We decided to use a ChaCha20-based CSPRNG for similar reasons as the underlying stream cipher (see below). We also tested the quality of our random generators---both the CSPRNG used by our protocols and the TRNG used to seed it---by using the NIST SP 800-22 and Dieharder test suites\!\!
\iflong
with 10mil samples
\fi
, evaluating its results to be free of statistical bias.
\subsection{HMAC}
A hash-based message authentication code (HMAC) is used to provide data integrity. As the name implies, HMAC relies on the security of cryptographic hash functions. Informally, it uses a symmetric key on the message to generate a \textit{tag} $\tau$, which can be verified re-computing the tag themselves and checking that the tag is the same.
Given a secret key $k$ and message $m$, HMAC can be built from a hash function $H$ as follows:
$$
\HMAC_k(m) \defeq H(k_1 \| H(k_2 \| m))
$$
where $k_1 \defeq k \oplus (\texttt{0x36} \cdots \texttt{0x36})$ and $k_2 \coloneqq k \oplus (\texttt{0x5c}\cdots \texttt{0x5c})$. For security purposes, we will be using SHA-256 for the hash function.

==================================================

= Written exercise 1 =
Decide whether each statement agrees with the cryptography excerpt: (a) the CSPRNG is based on ChaCha20; (b) the random generators were tested with the Dieharder suite alone; (c) HMAC serves to provide data confidentiality. Answer yes or no for each, quoting the deciding words of the excerpt.
= Written exercise 2 =
Extend the cryptography excerpt on random generators and HMAC with the passage that would come next.
The records are not required for this work.

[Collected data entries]
==================================================

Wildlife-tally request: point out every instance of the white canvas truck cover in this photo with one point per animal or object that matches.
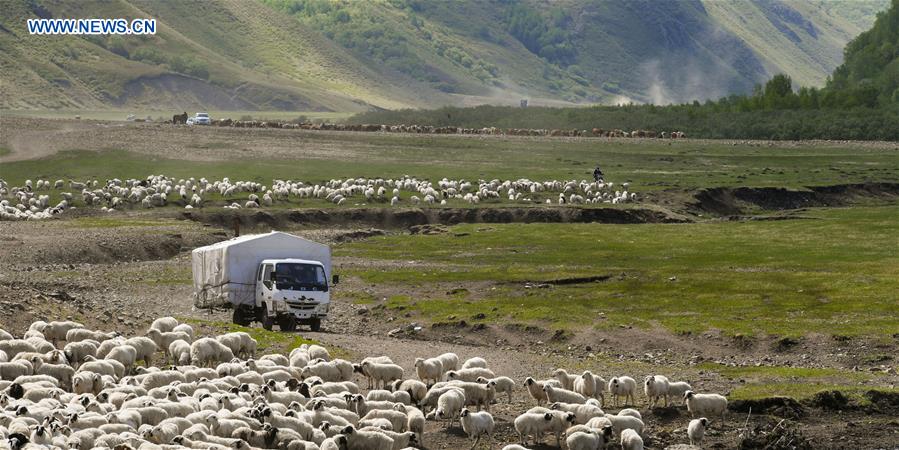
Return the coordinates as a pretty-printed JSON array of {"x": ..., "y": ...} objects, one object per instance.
[{"x": 225, "y": 272}]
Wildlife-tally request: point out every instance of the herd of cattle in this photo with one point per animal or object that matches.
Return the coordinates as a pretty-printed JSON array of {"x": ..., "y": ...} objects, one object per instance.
[{"x": 427, "y": 129}]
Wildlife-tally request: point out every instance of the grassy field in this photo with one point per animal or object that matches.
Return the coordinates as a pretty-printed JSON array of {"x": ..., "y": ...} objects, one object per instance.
[
  {"x": 122, "y": 114},
  {"x": 835, "y": 273},
  {"x": 646, "y": 165}
]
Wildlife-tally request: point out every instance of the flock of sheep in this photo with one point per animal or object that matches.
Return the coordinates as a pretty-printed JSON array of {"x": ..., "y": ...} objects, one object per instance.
[
  {"x": 32, "y": 200},
  {"x": 65, "y": 386},
  {"x": 428, "y": 129}
]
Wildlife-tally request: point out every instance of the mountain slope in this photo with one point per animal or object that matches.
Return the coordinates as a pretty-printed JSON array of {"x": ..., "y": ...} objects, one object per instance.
[
  {"x": 341, "y": 55},
  {"x": 871, "y": 70}
]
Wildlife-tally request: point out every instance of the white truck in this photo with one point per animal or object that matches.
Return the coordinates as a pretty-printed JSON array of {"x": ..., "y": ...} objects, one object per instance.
[{"x": 272, "y": 278}]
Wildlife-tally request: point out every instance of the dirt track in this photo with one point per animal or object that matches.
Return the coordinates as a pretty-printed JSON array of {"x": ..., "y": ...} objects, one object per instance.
[{"x": 124, "y": 279}]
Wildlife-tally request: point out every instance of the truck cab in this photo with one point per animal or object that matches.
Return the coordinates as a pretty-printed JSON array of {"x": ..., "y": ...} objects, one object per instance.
[{"x": 289, "y": 292}]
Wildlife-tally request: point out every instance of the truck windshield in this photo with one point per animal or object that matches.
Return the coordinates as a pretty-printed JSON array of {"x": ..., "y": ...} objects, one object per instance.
[{"x": 300, "y": 277}]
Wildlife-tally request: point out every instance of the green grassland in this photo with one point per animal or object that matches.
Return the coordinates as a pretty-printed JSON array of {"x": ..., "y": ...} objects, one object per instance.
[
  {"x": 833, "y": 273},
  {"x": 646, "y": 166},
  {"x": 143, "y": 113}
]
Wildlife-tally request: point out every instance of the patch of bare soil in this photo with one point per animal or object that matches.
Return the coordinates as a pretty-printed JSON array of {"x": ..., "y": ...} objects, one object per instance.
[
  {"x": 121, "y": 278},
  {"x": 733, "y": 201}
]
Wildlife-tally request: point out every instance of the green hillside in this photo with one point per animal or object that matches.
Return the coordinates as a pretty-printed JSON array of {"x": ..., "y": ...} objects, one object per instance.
[
  {"x": 871, "y": 70},
  {"x": 350, "y": 56}
]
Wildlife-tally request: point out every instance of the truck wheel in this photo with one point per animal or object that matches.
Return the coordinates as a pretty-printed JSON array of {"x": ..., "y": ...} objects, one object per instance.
[
  {"x": 288, "y": 324},
  {"x": 240, "y": 318},
  {"x": 267, "y": 320}
]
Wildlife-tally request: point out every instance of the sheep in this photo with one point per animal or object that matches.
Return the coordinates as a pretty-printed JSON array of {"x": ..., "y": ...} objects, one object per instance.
[
  {"x": 164, "y": 339},
  {"x": 582, "y": 413},
  {"x": 416, "y": 389},
  {"x": 56, "y": 331},
  {"x": 383, "y": 395},
  {"x": 164, "y": 324},
  {"x": 470, "y": 375},
  {"x": 398, "y": 420},
  {"x": 12, "y": 370},
  {"x": 631, "y": 440},
  {"x": 75, "y": 352},
  {"x": 655, "y": 387},
  {"x": 207, "y": 351},
  {"x": 382, "y": 374},
  {"x": 124, "y": 354},
  {"x": 705, "y": 404},
  {"x": 564, "y": 378},
  {"x": 415, "y": 420},
  {"x": 429, "y": 369},
  {"x": 366, "y": 440},
  {"x": 677, "y": 390},
  {"x": 185, "y": 328},
  {"x": 477, "y": 361},
  {"x": 622, "y": 386},
  {"x": 535, "y": 388},
  {"x": 449, "y": 404},
  {"x": 450, "y": 361},
  {"x": 589, "y": 385},
  {"x": 537, "y": 424},
  {"x": 696, "y": 430},
  {"x": 620, "y": 423},
  {"x": 476, "y": 424},
  {"x": 594, "y": 439},
  {"x": 179, "y": 352},
  {"x": 240, "y": 343},
  {"x": 329, "y": 371},
  {"x": 145, "y": 348},
  {"x": 500, "y": 384},
  {"x": 554, "y": 395}
]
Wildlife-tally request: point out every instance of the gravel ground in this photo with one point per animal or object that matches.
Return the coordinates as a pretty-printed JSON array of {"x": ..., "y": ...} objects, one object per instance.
[{"x": 124, "y": 277}]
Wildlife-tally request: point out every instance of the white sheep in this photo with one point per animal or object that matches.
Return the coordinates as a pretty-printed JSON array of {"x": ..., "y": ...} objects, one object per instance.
[
  {"x": 429, "y": 369},
  {"x": 124, "y": 354},
  {"x": 592, "y": 439},
  {"x": 677, "y": 389},
  {"x": 696, "y": 430},
  {"x": 554, "y": 394},
  {"x": 655, "y": 387},
  {"x": 501, "y": 385},
  {"x": 477, "y": 361},
  {"x": 415, "y": 420},
  {"x": 449, "y": 405},
  {"x": 620, "y": 423},
  {"x": 705, "y": 404},
  {"x": 164, "y": 324},
  {"x": 366, "y": 440},
  {"x": 536, "y": 424},
  {"x": 631, "y": 440},
  {"x": 207, "y": 351},
  {"x": 470, "y": 375},
  {"x": 145, "y": 348},
  {"x": 185, "y": 328},
  {"x": 382, "y": 374},
  {"x": 622, "y": 387},
  {"x": 449, "y": 361},
  {"x": 179, "y": 352},
  {"x": 582, "y": 413},
  {"x": 477, "y": 424},
  {"x": 535, "y": 388},
  {"x": 564, "y": 378},
  {"x": 590, "y": 386}
]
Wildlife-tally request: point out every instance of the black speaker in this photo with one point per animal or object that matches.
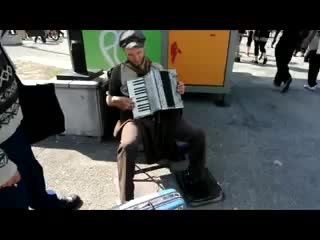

==================================================

= Written reply 1 =
(a) Yes: "We decided to use a ChaCha20-based CSPRNG"
(b) No: "by using the NIST SP 800-22 and Dieharder test suites"
(c) No: "A hash-based message authentication code (HMAC) is used to provide data integrity."

= Written reply 2 =
\iflong
The length of $k$ and the byte strings that they are XORed with are then chosen to be 32 Bytes. If the user wishes to use the key $k$ of a different length, they may use $H(k)$ instead of $k$ to make it satisfy the length requirement.
\fi
More details about HMAC can be found in the RFC 2104 standards document \cite{rfc2104}.
%HMAC can be used to provide the authenticity and integrity of the message $m$. Upon receiving the message $m$ and its HMAC tag $\tau$, a verifier can compute the HMAC of $m$ using the shared secret key and verify whether it matches the provided HMAC tag $\tau$ that they received along with $m$. This shows whether $\tau$ truly was generated by the owner of the shared secret key or not, and whether $m$ was altered during the course of communication. However, using HMAC alone can make the protocol vulnerable against replay attacks where an eavesdropper seizes a message-MAC pair $(m, \tau)$ and uses it to impersonate the sender. To prevent this, we will be including nonce which will be used along with the message $m$ to generate the MAC value, and checked for uniqueness.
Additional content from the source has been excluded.